Saved entries
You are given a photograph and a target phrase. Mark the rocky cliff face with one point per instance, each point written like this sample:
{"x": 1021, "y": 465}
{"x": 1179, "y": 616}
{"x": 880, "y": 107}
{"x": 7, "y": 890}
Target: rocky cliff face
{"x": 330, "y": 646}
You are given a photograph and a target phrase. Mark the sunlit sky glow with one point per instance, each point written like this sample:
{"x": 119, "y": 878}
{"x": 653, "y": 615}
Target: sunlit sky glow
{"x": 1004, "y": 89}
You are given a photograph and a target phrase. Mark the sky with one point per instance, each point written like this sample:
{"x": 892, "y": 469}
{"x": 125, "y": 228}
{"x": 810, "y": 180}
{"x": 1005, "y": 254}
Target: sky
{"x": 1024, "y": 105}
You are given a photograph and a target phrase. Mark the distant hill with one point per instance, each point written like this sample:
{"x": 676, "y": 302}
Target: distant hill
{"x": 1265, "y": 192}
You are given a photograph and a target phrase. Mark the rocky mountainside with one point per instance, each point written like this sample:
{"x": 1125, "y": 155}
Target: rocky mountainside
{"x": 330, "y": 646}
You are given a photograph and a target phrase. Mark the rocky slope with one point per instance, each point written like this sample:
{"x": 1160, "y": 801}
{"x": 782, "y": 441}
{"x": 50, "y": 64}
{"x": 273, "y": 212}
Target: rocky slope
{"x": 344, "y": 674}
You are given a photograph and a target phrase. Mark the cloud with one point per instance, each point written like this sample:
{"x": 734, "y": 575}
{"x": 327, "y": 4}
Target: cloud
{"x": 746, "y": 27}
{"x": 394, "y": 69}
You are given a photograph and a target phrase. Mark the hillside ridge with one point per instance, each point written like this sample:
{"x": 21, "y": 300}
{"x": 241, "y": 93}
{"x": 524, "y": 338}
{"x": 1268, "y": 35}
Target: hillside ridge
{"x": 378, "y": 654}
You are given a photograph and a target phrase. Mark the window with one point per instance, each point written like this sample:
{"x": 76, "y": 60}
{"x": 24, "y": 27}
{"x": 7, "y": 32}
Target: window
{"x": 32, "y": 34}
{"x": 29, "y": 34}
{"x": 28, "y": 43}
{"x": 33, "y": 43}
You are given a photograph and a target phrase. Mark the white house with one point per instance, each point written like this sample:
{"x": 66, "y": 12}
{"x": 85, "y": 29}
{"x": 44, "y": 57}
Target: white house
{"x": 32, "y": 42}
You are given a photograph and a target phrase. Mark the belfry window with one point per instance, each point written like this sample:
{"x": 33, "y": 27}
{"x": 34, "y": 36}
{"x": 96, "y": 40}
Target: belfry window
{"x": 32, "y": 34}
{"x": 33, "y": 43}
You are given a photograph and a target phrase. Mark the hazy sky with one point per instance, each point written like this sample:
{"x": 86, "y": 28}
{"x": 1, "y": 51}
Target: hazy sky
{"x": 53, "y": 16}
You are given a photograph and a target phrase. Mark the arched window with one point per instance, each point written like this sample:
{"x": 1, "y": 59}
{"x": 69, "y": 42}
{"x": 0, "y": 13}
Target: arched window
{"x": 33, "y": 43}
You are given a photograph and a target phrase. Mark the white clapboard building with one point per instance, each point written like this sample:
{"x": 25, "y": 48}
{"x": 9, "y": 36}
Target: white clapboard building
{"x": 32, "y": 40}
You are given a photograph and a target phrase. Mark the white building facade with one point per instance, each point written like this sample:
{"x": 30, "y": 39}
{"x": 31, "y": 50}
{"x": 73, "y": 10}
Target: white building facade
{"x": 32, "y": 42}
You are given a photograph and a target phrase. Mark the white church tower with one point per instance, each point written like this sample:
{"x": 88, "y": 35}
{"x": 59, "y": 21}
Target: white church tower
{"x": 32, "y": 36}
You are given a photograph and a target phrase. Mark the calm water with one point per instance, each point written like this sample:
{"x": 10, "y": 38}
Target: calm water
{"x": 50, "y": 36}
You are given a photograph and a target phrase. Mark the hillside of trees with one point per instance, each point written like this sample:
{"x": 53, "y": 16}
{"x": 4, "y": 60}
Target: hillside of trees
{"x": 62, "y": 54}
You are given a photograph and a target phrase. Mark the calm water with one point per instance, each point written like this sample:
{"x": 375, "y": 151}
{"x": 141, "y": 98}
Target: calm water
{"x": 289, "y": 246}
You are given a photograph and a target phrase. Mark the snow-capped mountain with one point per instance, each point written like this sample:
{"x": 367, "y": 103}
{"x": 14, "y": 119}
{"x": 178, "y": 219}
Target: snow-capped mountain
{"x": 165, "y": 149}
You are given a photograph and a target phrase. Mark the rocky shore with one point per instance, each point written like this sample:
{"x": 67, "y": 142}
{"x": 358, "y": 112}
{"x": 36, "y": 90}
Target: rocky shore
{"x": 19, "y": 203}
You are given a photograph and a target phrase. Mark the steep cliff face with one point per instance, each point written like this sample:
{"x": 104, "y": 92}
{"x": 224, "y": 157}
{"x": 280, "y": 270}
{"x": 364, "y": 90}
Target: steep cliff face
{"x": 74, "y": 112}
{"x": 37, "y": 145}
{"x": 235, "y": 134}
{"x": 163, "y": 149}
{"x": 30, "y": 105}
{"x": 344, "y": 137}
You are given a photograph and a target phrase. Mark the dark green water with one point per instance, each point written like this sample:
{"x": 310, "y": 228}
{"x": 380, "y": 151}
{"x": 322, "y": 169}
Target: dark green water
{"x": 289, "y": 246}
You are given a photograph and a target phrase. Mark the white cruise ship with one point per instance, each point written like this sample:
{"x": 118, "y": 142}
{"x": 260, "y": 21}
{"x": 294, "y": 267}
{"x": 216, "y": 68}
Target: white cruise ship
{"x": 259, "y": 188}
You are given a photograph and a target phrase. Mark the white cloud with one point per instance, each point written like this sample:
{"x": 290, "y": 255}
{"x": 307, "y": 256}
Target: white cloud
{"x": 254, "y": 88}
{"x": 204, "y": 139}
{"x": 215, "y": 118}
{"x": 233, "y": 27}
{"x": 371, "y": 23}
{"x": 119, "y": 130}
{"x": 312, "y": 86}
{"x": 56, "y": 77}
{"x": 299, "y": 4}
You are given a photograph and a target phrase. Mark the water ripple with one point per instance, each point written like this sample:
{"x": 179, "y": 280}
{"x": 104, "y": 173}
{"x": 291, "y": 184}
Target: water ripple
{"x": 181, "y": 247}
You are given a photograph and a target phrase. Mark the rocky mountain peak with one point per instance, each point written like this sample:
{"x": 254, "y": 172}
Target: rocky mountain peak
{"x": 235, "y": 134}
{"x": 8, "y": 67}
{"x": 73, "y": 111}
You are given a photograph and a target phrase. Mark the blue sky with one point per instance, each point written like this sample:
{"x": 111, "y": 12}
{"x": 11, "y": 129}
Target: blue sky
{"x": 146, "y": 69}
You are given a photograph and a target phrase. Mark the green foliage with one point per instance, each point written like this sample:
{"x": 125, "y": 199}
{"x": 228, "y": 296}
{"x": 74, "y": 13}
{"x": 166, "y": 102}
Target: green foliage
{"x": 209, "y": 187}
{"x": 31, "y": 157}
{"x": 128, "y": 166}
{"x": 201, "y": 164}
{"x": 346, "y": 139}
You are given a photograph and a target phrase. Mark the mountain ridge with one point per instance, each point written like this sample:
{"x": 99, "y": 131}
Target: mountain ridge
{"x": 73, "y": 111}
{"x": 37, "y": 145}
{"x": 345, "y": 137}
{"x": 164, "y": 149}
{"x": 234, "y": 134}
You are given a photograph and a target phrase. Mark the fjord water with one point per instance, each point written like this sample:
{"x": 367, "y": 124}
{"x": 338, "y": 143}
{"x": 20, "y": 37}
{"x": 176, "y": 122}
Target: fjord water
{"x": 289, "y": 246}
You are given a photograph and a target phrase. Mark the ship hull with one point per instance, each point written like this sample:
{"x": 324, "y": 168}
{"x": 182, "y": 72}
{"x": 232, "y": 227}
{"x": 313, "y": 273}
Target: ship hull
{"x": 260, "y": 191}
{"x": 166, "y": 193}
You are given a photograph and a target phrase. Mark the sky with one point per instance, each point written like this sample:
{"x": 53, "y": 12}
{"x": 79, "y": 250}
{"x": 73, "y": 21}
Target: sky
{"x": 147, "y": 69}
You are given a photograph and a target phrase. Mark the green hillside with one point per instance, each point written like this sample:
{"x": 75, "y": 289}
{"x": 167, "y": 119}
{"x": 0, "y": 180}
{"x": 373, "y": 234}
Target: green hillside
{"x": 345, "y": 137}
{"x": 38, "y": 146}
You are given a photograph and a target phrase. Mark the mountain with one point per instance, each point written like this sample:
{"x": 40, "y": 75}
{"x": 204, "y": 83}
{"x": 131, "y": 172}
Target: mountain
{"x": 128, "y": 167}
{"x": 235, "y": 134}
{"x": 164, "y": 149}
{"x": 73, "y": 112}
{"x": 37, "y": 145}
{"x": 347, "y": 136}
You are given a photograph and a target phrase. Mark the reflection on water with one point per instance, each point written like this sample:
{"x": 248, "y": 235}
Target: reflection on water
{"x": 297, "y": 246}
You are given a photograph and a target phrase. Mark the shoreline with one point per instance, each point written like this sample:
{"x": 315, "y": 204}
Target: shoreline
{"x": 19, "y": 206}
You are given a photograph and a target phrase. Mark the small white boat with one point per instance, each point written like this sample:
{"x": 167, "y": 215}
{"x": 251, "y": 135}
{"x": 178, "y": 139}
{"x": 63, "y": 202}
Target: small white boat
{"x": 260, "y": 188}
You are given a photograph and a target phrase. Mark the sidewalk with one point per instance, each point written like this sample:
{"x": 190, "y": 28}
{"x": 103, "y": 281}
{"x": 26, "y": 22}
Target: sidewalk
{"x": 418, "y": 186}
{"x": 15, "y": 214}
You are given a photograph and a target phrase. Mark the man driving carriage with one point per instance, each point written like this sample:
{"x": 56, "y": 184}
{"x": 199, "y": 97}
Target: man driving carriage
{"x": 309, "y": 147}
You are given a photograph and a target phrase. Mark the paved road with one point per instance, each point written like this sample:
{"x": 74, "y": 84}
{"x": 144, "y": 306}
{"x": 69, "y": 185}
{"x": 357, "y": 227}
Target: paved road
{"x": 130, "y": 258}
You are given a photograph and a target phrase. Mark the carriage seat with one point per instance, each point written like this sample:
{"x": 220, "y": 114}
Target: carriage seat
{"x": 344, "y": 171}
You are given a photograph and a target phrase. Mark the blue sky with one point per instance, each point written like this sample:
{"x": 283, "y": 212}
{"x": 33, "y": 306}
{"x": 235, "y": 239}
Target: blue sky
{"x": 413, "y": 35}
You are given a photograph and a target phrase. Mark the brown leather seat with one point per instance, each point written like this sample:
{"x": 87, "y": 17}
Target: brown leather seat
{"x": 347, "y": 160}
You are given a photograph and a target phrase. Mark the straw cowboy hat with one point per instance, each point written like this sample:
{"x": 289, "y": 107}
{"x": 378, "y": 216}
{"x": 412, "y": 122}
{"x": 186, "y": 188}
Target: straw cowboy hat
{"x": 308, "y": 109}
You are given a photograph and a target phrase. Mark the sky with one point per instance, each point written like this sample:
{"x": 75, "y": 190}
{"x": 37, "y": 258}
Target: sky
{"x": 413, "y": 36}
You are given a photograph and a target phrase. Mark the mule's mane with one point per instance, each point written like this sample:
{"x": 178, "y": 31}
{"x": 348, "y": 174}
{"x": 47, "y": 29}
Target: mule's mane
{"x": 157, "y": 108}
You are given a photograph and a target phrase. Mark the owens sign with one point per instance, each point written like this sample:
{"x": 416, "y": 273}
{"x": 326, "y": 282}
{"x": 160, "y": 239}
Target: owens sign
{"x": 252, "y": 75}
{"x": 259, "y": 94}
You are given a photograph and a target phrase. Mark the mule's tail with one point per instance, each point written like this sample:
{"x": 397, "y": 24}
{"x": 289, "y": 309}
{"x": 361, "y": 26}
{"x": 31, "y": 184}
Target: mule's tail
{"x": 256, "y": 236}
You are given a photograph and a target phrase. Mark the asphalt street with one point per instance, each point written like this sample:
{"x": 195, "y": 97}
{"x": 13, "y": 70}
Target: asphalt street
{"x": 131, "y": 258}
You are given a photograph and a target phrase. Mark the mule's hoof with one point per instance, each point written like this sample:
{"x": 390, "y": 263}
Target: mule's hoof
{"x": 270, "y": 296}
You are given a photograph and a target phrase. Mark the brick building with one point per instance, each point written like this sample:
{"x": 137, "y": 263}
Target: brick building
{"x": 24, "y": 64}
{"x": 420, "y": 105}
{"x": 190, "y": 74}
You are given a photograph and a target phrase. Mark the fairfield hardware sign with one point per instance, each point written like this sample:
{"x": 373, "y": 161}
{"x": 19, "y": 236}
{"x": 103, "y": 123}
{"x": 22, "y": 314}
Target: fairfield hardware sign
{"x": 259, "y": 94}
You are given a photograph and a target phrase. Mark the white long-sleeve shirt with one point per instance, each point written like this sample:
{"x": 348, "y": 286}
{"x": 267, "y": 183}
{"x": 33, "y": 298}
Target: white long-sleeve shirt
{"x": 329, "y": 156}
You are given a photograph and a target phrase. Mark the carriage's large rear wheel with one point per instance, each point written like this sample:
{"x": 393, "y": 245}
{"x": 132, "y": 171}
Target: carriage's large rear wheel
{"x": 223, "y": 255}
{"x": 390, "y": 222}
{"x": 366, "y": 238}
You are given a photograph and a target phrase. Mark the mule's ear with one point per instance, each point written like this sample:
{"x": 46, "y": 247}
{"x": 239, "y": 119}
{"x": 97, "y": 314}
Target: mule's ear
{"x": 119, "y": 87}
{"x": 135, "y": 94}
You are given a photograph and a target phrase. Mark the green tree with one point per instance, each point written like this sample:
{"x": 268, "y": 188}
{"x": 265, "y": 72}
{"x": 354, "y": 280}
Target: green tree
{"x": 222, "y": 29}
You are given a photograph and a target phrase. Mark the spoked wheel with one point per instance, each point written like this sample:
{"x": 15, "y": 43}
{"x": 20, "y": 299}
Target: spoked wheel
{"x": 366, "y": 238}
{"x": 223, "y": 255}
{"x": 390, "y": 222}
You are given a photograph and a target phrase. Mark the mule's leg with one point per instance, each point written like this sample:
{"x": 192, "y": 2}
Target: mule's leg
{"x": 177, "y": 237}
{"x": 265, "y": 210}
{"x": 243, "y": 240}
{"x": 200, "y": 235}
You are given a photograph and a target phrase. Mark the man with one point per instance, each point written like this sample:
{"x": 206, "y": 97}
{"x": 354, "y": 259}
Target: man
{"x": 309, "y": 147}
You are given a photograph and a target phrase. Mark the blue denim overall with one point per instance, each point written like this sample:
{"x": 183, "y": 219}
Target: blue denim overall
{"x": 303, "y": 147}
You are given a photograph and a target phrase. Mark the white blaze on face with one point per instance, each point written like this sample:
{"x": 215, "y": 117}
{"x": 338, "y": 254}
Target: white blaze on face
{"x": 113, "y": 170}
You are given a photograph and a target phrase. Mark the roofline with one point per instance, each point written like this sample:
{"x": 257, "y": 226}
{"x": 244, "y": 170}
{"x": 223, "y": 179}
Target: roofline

_EXERCISE REQUIREMENTS_
Search the entries for the word "roofline" and gather every line where it appears.

_RESULT FOR THIS TASK_
You are given a photograph and a target phrase. Mark the roofline with one point per instance, each point written like this sample:
Target: roofline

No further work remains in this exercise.